═══ Given text ═══
The British gave him the title of His Exalted Highness because of the taxes he paid to the Empire—his main palace had 6,000 staffers. The only job 38 of them were entrusted with was dusting chandeliers. The world’s richest Indian was also an enigma: the Nizam was so stingy that he wore the same fez cap for 35 years, wore crumpled pajamas, ate off a tin plate and smoked cigarette butts, refusing to buy even one fresh pack all his life. His treasury would have put to shame the wealth of the richest oil sheikh: hundreds of millions of pounds worth of gold and silver overflowing in his coffers as well as jewels worth £400 million. He had a prodigious appetite for sex, and had one of the largest private pornographic collections in the world—using hidden cameras inside his zenana and private guest quarters. Before he died, he sired children from 86 mistresses in his harem and had more than 100 illegitimate children. He also left behind a legacy of legal disputes with hundreds of descendants fighting over money and real estate.
By the 1990s, claimants to his wealth had gone up to 400 legal heirs. Of the Nizam’s 34 children, two sons and three daughters are still alive while there are a total of 104 grandchildren. The most helpless of all of them is Prince Mukarram Jah who was nominated by his grandfather, the 7th Nizam, to succeed him: he didn’t think his sons deserved to be ruler after his death. Unfortunately, His Exalted and Imperial Highness Rustam-i-Dauran, Arustu-i-Zaman, Wal Mamaluk, Asaf Jah VIII, Muzaffar ul-Mamaluk, Nizam ul-Mulk, Nizam ud-Daula, Nawab Mir Barkat Ali Khan Bahadur, Sipah Salar, Fatah Jang, Nizam of Hyderabad and Berar, Imperial Prince of the Ottoman Empire and Honourable Lieutenant-General, or simply, Mukarram Jah lives as a frail old diabetic in Istanbul, amidst memories of untold wealth, expensive ex-wives and 14,718 courtiers who bled his inheritance dry. Of his life in Australia as a sheep farmer decades ago, an aide told an Australian newspaper that “Jah loves to be surrounded by court jesters, just like the maharajahs of the past”.
═══ Supplied data ═══
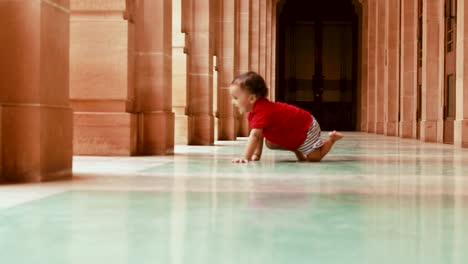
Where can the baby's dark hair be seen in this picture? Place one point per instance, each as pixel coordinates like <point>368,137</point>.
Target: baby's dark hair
<point>252,82</point>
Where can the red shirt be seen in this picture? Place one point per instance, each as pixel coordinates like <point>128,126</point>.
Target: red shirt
<point>283,124</point>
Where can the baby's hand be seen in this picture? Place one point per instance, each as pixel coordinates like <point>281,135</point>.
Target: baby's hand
<point>255,157</point>
<point>239,160</point>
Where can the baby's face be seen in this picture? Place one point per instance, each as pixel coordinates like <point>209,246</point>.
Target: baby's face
<point>241,99</point>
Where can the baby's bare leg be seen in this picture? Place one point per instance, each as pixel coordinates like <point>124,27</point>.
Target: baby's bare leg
<point>272,145</point>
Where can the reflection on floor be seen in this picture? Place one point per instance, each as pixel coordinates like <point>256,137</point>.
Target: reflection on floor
<point>374,199</point>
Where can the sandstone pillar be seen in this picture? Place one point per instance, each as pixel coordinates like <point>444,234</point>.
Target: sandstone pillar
<point>200,48</point>
<point>152,75</point>
<point>226,52</point>
<point>432,71</point>
<point>35,114</point>
<point>393,64</point>
<point>243,55</point>
<point>372,74</point>
<point>409,68</point>
<point>461,120</point>
<point>179,75</point>
<point>381,82</point>
<point>105,122</point>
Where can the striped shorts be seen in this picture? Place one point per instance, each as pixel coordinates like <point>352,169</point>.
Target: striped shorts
<point>313,140</point>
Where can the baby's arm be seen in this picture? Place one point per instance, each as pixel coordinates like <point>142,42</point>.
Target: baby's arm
<point>255,138</point>
<point>258,150</point>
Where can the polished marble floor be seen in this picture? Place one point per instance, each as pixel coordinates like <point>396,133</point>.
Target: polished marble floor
<point>373,199</point>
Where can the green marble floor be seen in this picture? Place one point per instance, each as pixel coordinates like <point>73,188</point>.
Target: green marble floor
<point>374,199</point>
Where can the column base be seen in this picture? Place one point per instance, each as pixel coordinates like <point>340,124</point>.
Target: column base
<point>391,129</point>
<point>461,133</point>
<point>380,128</point>
<point>156,133</point>
<point>243,129</point>
<point>227,128</point>
<point>105,134</point>
<point>371,127</point>
<point>36,143</point>
<point>431,131</point>
<point>363,127</point>
<point>180,130</point>
<point>408,129</point>
<point>201,130</point>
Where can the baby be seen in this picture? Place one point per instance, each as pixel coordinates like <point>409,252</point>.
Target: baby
<point>284,126</point>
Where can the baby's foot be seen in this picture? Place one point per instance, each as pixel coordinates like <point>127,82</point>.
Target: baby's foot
<point>335,136</point>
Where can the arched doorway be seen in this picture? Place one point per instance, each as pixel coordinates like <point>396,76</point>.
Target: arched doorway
<point>317,64</point>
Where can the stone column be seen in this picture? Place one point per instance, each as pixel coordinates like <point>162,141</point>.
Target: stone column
<point>381,82</point>
<point>200,50</point>
<point>433,71</point>
<point>35,113</point>
<point>226,52</point>
<point>179,75</point>
<point>371,85</point>
<point>243,55</point>
<point>262,43</point>
<point>409,68</point>
<point>273,51</point>
<point>255,36</point>
<point>269,17</point>
<point>104,118</point>
<point>153,76</point>
<point>393,64</point>
<point>364,65</point>
<point>461,119</point>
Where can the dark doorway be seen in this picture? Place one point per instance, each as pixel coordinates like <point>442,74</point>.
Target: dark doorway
<point>317,64</point>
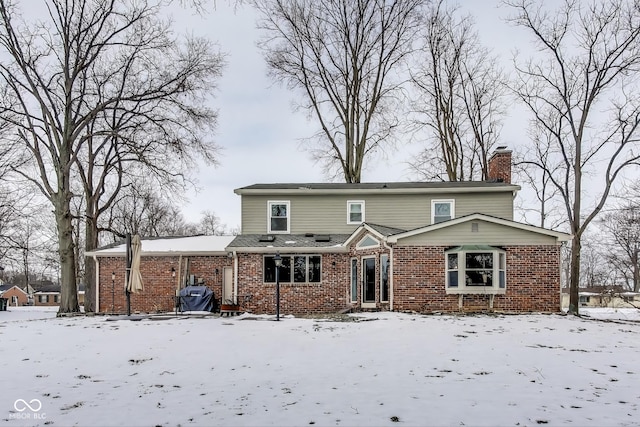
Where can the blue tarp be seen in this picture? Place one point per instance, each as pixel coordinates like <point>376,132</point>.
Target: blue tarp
<point>196,298</point>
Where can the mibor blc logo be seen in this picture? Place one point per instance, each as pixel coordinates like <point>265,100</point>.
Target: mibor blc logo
<point>28,410</point>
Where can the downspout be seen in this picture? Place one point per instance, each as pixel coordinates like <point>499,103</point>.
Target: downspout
<point>235,277</point>
<point>390,274</point>
<point>560,272</point>
<point>97,282</point>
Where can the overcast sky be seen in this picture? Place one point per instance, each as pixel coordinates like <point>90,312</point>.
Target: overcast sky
<point>261,133</point>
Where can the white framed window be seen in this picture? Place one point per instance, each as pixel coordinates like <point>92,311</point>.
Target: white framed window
<point>294,269</point>
<point>355,211</point>
<point>278,216</point>
<point>442,210</point>
<point>475,269</point>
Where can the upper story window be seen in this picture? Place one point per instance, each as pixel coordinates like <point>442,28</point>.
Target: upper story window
<point>279,216</point>
<point>475,270</point>
<point>355,211</point>
<point>442,210</point>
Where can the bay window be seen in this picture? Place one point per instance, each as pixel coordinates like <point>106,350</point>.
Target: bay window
<point>475,269</point>
<point>294,269</point>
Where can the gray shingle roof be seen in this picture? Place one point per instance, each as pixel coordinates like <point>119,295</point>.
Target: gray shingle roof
<point>287,241</point>
<point>375,185</point>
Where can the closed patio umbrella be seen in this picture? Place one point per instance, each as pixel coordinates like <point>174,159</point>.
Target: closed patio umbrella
<point>135,277</point>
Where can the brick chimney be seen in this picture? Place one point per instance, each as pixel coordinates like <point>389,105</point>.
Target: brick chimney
<point>500,165</point>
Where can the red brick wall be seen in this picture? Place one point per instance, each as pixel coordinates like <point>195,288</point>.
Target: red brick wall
<point>328,296</point>
<point>533,281</point>
<point>159,287</point>
<point>533,276</point>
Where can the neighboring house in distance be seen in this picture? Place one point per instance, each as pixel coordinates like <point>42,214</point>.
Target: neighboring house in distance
<point>413,246</point>
<point>15,296</point>
<point>605,297</point>
<point>45,293</point>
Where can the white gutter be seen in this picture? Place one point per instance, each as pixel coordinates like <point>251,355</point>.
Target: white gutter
<point>414,190</point>
<point>97,283</point>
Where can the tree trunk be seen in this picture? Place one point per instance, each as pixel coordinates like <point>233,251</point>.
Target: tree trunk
<point>91,243</point>
<point>575,274</point>
<point>68,286</point>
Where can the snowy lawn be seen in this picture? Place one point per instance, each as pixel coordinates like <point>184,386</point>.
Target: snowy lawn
<point>385,369</point>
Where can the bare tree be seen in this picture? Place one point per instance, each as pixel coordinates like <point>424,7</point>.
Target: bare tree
<point>548,210</point>
<point>586,66</point>
<point>210,224</point>
<point>140,209</point>
<point>459,98</point>
<point>345,58</point>
<point>72,74</point>
<point>623,226</point>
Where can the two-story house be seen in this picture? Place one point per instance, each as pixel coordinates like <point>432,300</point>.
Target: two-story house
<point>412,246</point>
<point>437,246</point>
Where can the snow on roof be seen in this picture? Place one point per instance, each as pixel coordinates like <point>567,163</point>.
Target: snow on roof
<point>172,245</point>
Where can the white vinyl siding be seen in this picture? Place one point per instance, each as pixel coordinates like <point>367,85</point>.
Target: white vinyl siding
<point>326,213</point>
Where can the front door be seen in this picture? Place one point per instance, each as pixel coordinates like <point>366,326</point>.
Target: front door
<point>368,282</point>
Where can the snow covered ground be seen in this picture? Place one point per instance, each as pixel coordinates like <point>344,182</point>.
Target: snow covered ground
<point>384,369</point>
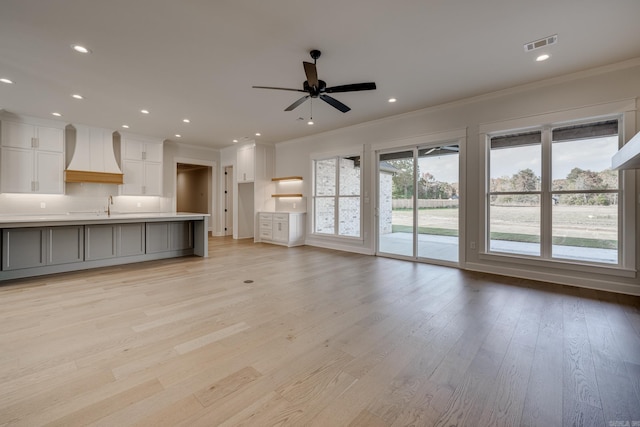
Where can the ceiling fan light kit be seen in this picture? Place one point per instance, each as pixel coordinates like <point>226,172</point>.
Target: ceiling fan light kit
<point>316,88</point>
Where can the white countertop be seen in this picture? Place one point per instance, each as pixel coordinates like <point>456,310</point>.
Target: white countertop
<point>74,218</point>
<point>287,212</point>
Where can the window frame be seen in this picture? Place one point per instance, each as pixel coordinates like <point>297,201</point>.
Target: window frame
<point>337,196</point>
<point>624,112</point>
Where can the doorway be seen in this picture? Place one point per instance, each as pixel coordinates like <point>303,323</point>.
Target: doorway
<point>228,200</point>
<point>193,188</point>
<point>418,203</point>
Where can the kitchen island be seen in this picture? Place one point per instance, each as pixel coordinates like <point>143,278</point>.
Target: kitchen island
<point>34,245</point>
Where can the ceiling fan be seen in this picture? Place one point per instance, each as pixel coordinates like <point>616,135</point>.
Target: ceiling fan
<point>315,88</point>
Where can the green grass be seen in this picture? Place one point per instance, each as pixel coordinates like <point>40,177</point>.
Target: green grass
<point>578,242</point>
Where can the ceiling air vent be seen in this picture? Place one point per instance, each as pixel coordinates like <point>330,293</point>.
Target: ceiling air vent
<point>528,47</point>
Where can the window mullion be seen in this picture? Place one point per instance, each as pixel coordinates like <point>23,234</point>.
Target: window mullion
<point>336,204</point>
<point>546,219</point>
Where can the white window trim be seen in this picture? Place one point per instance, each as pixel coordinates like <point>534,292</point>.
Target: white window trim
<point>333,155</point>
<point>625,111</point>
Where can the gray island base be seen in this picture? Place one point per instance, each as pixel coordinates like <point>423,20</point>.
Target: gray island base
<point>39,245</point>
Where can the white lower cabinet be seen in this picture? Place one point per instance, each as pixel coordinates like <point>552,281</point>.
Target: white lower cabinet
<point>282,228</point>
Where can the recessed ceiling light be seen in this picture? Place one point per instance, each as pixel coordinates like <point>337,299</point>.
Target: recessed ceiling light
<point>80,49</point>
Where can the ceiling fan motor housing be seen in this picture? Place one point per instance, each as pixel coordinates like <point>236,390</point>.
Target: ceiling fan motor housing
<point>313,91</point>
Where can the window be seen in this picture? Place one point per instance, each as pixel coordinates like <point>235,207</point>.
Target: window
<point>552,193</point>
<point>336,198</point>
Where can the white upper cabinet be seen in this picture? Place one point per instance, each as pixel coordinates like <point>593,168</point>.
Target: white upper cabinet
<point>141,165</point>
<point>31,158</point>
<point>246,163</point>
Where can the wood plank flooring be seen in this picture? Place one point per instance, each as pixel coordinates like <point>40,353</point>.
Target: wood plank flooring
<point>262,335</point>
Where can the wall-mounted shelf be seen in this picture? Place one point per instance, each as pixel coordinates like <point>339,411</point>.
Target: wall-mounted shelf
<point>287,178</point>
<point>287,195</point>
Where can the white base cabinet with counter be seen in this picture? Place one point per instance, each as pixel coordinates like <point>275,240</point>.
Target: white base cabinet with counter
<point>281,228</point>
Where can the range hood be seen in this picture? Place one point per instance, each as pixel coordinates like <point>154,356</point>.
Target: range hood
<point>628,157</point>
<point>93,156</point>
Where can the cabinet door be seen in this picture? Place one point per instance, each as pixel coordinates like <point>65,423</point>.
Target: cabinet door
<point>157,237</point>
<point>131,240</point>
<point>133,177</point>
<point>50,139</point>
<point>16,170</point>
<point>132,149</point>
<point>66,244</point>
<point>281,231</point>
<point>181,235</point>
<point>152,179</point>
<point>49,172</point>
<point>23,248</point>
<point>100,241</point>
<point>19,135</point>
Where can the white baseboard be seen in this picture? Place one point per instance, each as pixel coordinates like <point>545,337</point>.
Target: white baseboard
<point>596,284</point>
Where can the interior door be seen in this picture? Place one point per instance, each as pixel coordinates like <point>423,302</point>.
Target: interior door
<point>228,200</point>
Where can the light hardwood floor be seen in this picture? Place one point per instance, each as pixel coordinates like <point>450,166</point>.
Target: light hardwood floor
<point>318,337</point>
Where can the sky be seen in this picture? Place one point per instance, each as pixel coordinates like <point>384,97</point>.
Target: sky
<point>592,154</point>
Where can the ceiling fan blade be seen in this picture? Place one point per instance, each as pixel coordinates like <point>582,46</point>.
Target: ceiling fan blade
<point>335,103</point>
<point>277,88</point>
<point>351,88</point>
<point>312,73</point>
<point>295,104</point>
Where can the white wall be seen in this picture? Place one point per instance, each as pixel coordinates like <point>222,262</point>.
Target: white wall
<point>606,84</point>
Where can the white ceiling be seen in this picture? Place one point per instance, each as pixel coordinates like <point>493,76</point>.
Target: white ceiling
<point>198,59</point>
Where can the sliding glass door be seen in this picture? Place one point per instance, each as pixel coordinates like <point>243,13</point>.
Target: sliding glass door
<point>418,203</point>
═══
- _Task list_
#1 From the rows, copy out the lines starting with the one that contains "Where can the gray shingle" and going on through the one that contains "<point>45,293</point>", both included, with nothing changed.
#2 Continue the passage about the Nizam of Hyderabad and his heirs, picking up right after its final sentence.

- _Answers by task_
#1
Where can the gray shingle roof be seen in this picture? Place one point per instance, each as pixel coordinates like <point>119,295</point>.
Target: gray shingle roof
<point>287,241</point>
<point>375,185</point>
Where can the closed patio umbrella be seen in this picture? Place one point per instance, each as pixel coordinates like <point>174,159</point>.
Target: closed patio umbrella
<point>135,277</point>
Where can the brick chimney be seen in this picture? Place one point per instance, each as pixel coordinates like <point>389,105</point>.
Target: brick chimney
<point>500,165</point>
Where can the red brick wall be seen in this picture? Place one point per instance, each as pixel coordinates like <point>195,288</point>.
Target: red brick wall
<point>328,296</point>
<point>533,281</point>
<point>159,287</point>
<point>533,276</point>
Where can the neighboring house in distance be seen in this picture? Place one point per instance, each as pixel coordinates like <point>42,214</point>.
Target: neighboring house in distance
<point>413,246</point>
<point>15,296</point>
<point>605,297</point>
<point>45,293</point>

#2
The remains of his inheritance lie in NatWest Bank, London—£1m deposited by his grandfather in 1948. Now the money is worth almost Rs 3 billion. When the 7th Nizam deposited the money, the future of Hyderabad was at stake. India wanted Hyderabad to be part of the Union, but the Nizam was inclined to make Hyderabad part of Pakistan—like an Indian West Berlin in the 1940s. As Mir Barkat Ali Khan remained in a state of indecision, his finance minister Moin Nawaz Jung, who was in charge of the money—£10,07,940 and nine shillings— signed it over to H I Rahimatoola , Pakistan’s new high commissioner in London. The Indian government came down on the Nizam with all its newly acquired might and forced him to cable Westminster Bank to freeze the account. In September 1948, the Indian Army formally annexed Hyderabad. The British government converted the money into war bonds and subsequently turned it into a fixed income deposit as it remains to the day.
National Westminster Bank, now incorporated into the Royal Bank of Scotland, refuses to release the sum unless all three parties—India, Pakistan and the Nizam’s heirs—come to an agreement. The Nizam’s heirs have wanted the foreign ministers of both India and Pakistan to sort it out when they met in Islamabad in September, but they were disappointed. Nawab Najaf Ali Khan, the other grandson of the seventh Nizam, had even written to President Zardari seeking help. India has offered an out-of-court settlement, but Zardari has not been forthcoming. There is even a Nizam Family Welfare Association. In 2008, they met Prime Minister Manmohan Singh and then foreign minister Pranab Mukherjee to help them. They are also pressuring the Pakistan government to initiate a dialogue with the Indian government. If the dispute ever gets resolved, the money would be shared between all three as India was owed crores of rupees in back taxes.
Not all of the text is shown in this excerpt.